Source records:
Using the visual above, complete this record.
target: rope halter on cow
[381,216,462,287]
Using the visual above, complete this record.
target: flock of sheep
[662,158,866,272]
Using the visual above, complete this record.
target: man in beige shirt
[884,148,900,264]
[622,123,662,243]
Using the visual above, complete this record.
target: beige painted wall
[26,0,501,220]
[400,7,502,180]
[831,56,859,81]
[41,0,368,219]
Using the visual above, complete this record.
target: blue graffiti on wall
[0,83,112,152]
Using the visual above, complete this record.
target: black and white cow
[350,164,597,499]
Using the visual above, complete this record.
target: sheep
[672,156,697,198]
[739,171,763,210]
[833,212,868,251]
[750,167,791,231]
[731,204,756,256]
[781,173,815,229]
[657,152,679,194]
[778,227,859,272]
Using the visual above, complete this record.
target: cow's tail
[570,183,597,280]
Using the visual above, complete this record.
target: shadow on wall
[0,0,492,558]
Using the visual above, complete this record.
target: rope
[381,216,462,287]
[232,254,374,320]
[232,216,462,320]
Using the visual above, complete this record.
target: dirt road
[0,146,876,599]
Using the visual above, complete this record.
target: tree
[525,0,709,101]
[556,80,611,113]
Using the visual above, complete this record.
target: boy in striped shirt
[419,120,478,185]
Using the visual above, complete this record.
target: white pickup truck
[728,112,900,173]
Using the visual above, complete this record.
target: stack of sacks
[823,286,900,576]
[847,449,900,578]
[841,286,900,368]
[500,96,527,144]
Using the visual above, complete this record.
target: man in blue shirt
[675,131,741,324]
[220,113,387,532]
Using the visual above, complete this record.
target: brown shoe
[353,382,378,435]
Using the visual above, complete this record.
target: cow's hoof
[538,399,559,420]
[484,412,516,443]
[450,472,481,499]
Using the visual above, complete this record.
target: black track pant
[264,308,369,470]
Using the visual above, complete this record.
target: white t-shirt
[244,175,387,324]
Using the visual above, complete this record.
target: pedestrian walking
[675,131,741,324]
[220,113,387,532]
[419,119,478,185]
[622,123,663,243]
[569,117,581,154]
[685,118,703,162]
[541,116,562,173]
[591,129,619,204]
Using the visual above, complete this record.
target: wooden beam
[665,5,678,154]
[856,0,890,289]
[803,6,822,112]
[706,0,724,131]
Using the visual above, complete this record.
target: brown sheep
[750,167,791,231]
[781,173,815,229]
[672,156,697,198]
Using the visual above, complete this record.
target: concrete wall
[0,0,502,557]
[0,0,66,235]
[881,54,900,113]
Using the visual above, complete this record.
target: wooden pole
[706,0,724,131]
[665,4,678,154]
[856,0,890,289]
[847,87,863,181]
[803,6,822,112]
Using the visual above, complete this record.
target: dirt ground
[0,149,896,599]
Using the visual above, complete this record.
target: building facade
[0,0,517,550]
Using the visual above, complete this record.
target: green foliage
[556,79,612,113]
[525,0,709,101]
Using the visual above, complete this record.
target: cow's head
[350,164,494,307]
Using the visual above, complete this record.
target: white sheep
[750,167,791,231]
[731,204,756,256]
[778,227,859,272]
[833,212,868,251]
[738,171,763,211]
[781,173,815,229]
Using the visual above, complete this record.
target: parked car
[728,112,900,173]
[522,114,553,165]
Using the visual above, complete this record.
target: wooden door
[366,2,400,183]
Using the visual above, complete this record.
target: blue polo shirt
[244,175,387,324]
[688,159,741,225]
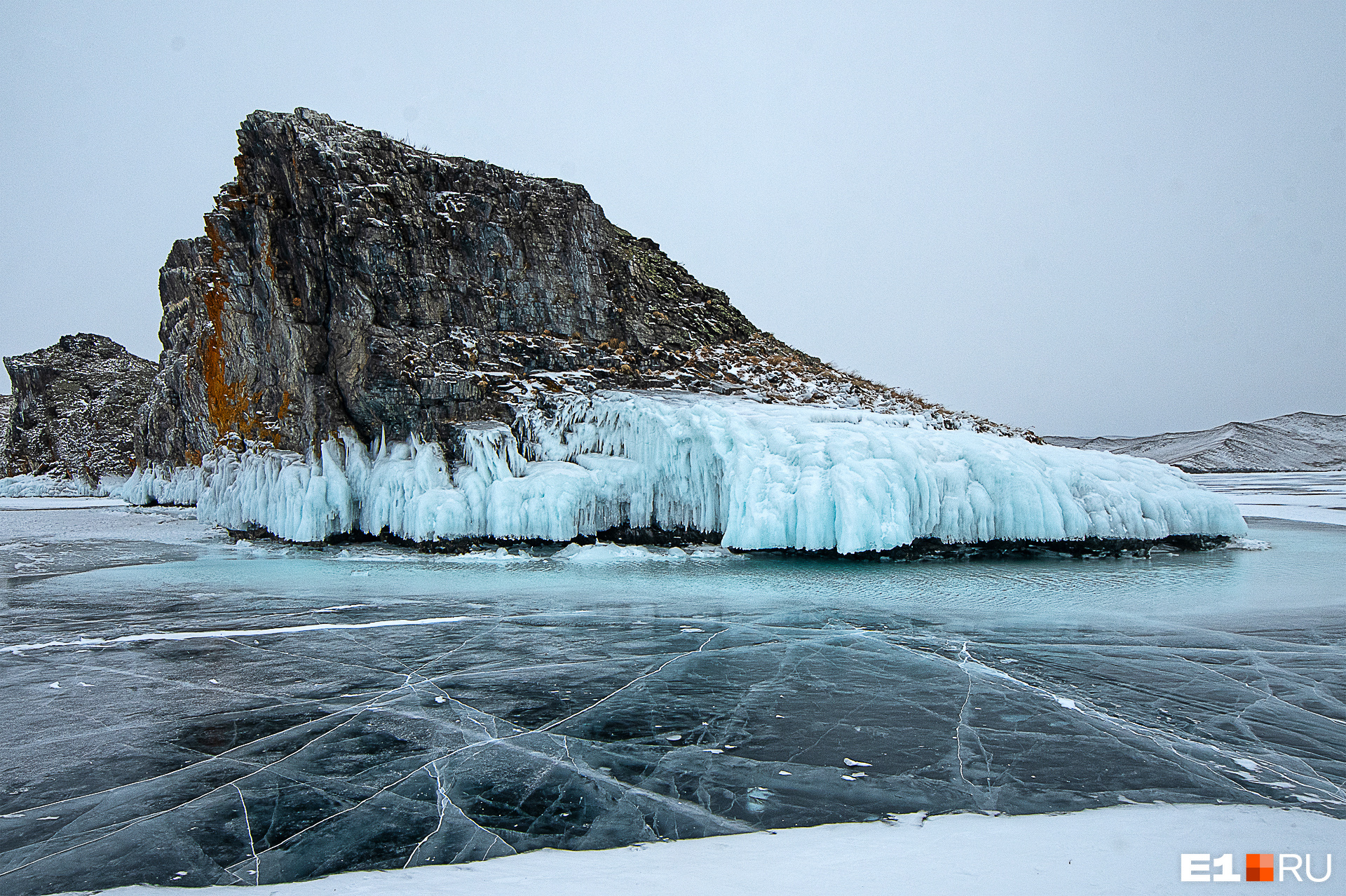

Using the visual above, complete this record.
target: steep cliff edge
[137,109,1033,466]
[120,109,1245,553]
[0,332,156,486]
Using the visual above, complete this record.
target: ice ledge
[118,391,1246,555]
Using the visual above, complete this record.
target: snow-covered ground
[55,806,1346,896]
[0,475,1346,896]
[1192,471,1346,526]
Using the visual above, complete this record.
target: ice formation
[0,473,125,498]
[120,391,1246,555]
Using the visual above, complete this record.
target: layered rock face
[0,332,158,484]
[136,109,1035,466]
[0,395,13,476]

* **Problem to work on**
Would you set down the listing exactly, omitting pictures?

* **Exercise output**
Using the visual above, complete this record.
target: rope halter on cow
[381,216,462,287]
Using the visual above, complete this record.
target: flock of sheep
[662,158,866,272]
Using the visual above, complete this record.
target: man in beige shirt
[884,148,900,264]
[622,123,662,243]
Using the visual above, complete this record.
target: beige painted wall
[26,0,501,220]
[400,7,502,180]
[831,56,859,81]
[41,0,368,219]
Using the visual above, complete this record.
target: blue graffiti on wall
[0,83,112,152]
Using the visual above, complete this record.
target: black and white cow
[350,164,597,499]
Using the visual above, complete this record.
target: sheep
[672,156,697,198]
[739,171,763,210]
[833,212,868,251]
[750,167,791,231]
[731,204,756,256]
[781,173,815,229]
[657,152,679,194]
[778,227,859,272]
Using the visual above, complete this record.
target: cow's tail
[570,183,597,280]
Using the visual above, complete this record.
target: shadow on wall
[0,0,492,558]
Using the visual above, complete this record.
target: rope
[381,216,462,287]
[232,254,374,320]
[232,216,462,320]
Using the visual above, complete this record.
target: dirt road
[0,146,876,599]
Using the visual above, complete this record.
target: tree
[525,0,709,101]
[556,80,611,113]
Using the visual above, complete this record.
target: boy in striped shirt
[419,120,478,185]
Using the visual above, complete this record.
target: white pickup truck
[728,112,900,173]
Using the visual above, complete this record.
target: stack of sacks
[823,286,900,576]
[847,449,900,578]
[841,286,900,368]
[500,96,527,144]
Using the visual above, complete this record.
target: man in blue shirt
[675,131,741,324]
[220,113,387,532]
Using the visual above, complete this record.
target: brown shoe
[353,382,378,435]
Using the visual above, complete this record.
target: cow's hoof
[538,399,559,420]
[484,412,516,443]
[450,472,481,499]
Using the visual above, complete this record.
target: black track pant
[264,308,369,470]
Using the visual above, complete this record.
target: white t-shirt
[244,175,387,324]
Using the visual above, complete this record.
target: pedestrian walking
[675,131,741,324]
[220,113,387,532]
[419,119,478,185]
[622,123,663,243]
[569,117,581,154]
[685,118,703,162]
[541,116,562,173]
[591,129,619,204]
Using the visual above, complete this record.
target: wooden beam
[665,5,678,154]
[856,0,890,289]
[803,6,822,112]
[706,0,724,131]
Using the visual above, complete this record.
target: brown sheep
[750,167,791,231]
[781,173,815,229]
[672,156,697,198]
Using the visual above, complete this record.
target: concrete wall
[0,0,502,557]
[0,0,66,235]
[881,54,900,113]
Using the visual above, complete this record.
target: wooden pole
[706,0,724,131]
[665,4,678,154]
[856,0,890,289]
[847,87,863,181]
[803,6,822,112]
Using the visual above, complete this record.
target: dirt ground
[0,149,896,599]
Using the visual above, complete this record.
target: building facade
[0,0,517,550]
Using the visual above, complete this record.
target: green foliage
[556,79,612,113]
[525,0,709,101]
Using the visual above, complete this record.
target: cow's head
[350,164,494,307]
Using the visual above, complete this record.
target: white sheep
[750,167,791,231]
[731,204,756,256]
[778,227,859,272]
[833,212,868,251]
[738,171,763,211]
[781,173,815,229]
Using the visual above, complete this record.
target: parked car
[728,112,900,173]
[522,114,553,165]
Using the visual above, complete this record.
target: wooden door
[366,2,400,183]
Using the visual above, complete this record.
target: blue polo shirt
[244,175,387,324]
[688,159,741,225]

Using the visual above, complete this record.
target: steep cliff edge
[137,109,1033,466]
[120,109,1245,553]
[0,332,156,486]
Using the visual above, complete this record.
target: ice ledge
[118,391,1246,555]
Using the visual above, complete this record.
target: snow-covered ground
[55,806,1346,896]
[0,475,1346,896]
[1192,471,1346,526]
Using the visual above, complete this record.
target: ice formation
[0,473,125,498]
[120,391,1246,555]
Using the visual above, complete this record.
target: layered rock face
[0,332,158,484]
[136,109,1035,466]
[0,395,13,476]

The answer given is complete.